[TEXT SEGMENT Boundary: Start]

Background checks when hiring an American law firm for legal help on anti-money laundering (AML) issues did not need to touch on potential conflicts of interest, foreign minister Urmas Reinsalu (Isamaa) says, since the role the firm is taking is not as all-encompassing as the media has portrayed. The media claims have necessitated government-level responses, he said.
Reinsalu added that the genesis of the idea came around 18 months ago, when an unnamed American lawyer visited the Estonian foreign minister, with media mogul Hans H. Luik acting as intermediary.
Following the publication of an investigative piece in daily Eesti Päevaleht (EPL) earlier in the week, the deal agreed earlier this month between finance minister Martin Helme (EKRE) and law firm Freeh, Sporkin & Sullivan, has come under increased scrutiny, principally over senior partner Louis Freeh's alleged acting on behalf of a Russian client facing money laundering charges and several million of whose funds had passed through the now-defunct Tallinn branch of Danske Bank. Freeh, a former FBI director under the Bill Clinton administration, denies having worked for the Russian client.
Several Estonian legal experts have since expressed their doubts about the deal, which cost €3 million and is set to run for two years.
Other concerns revolved around the confidential nature of the agreement – especially given it used public, i.e. taxpayer, funds, critics say, and that Martin Helme acted unilaterally – a charge justice minister Raivo Aeg (Isamaa) has since rejected.
Reinsalu: Estonia has its own AML competencies
Speaking at the government's regular Thursday press briefing, Urmas Reinsalu saaid that Estonia does not need the help of U.S .lawyers in investigating money laundering activities as such, since it has its own organs to carry out this role.
"Claims have been made to the effect that the law office was hired for the investigation of money laundering. However, for investigative authorities exist for that purpose in both countries," Reinsalu said, rejecting the idea of Estonia hiring a "Hercule Poirot" from the States in order to solve the task.
Freeh, Sporkin & Sullivan have been brought on board for potential work on cases involving out-of-court settlements, he added.
Reinsalu also said that a background check was indeed conducted by the Estonian embassy in Washington, on Freeh, Sporkin & Sullivan plus two other law firms Estonia had shortlisted for the potential role, but that this did not throw up any conflict of interest concerns.
The background check report did, however, refer to Freeh, Sporking & Sullivan having had: "Motley clients, as the media have reported as well," he said.
Since the topic has been reported widely in the media, a response was required, Reinsalu added.

[TEXT SEGMENT Boundary: End]

:: EXERCISES TO COMPLETE ::
1. Print everything in the article on Estonia's deal with the law firm from "Reinsalu added that" down to "the Russian client.".
2. Decide whether each statement agrees with the article on Estonia's deal with the law firm, giving yes or no and quoting the words that settle it: (a) the deal cost €3 million and is set to run for two years; (b) Louis Freeh was FBI director under the George W. Bush administration; (c) the Estonian embassy in Washington conducted the background check.

[DATA SUPPLIED Boundary: Start]

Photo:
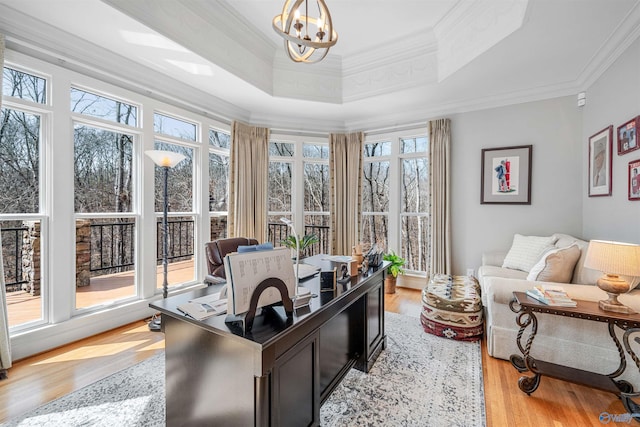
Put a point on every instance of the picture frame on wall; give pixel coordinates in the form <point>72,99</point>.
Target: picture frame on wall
<point>600,162</point>
<point>506,175</point>
<point>628,136</point>
<point>634,180</point>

[DATA SUPPLIED Boundary: End]

:: ANSWERS TO THE EXERCISE ::
1.
Reinsalu added that the genesis of the idea came around 18 months ago, when an unnamed American lawyer visited the Estonian foreign minister, with media mogul Hans H. Luik acting as intermediary.
Following the publication of an investigative piece in daily Eesti Päevaleht (EPL) earlier in the week, the deal agreed earlier this month between finance minister Martin Helme (EKRE) and law firm Freeh, Sporkin & Sullivan, has come under increased scrutiny, principally over senior partner Louis Freeh's alleged acting on behalf of a Russian client facing money laundering charges and several million of whose funds had passed through the now-defunct Tallinn branch of Danske Bank. Freeh, a former FBI director under the Bill Clinton administration, denies having worked for the Russian client.

2.
(a) Yes: "which cost €3 million and is set to run for two years"
(b) No: "a former FBI director under the Bill Clinton administration"
(c) Yes: "a background check was indeed conducted by the Estonian embassy in Washington"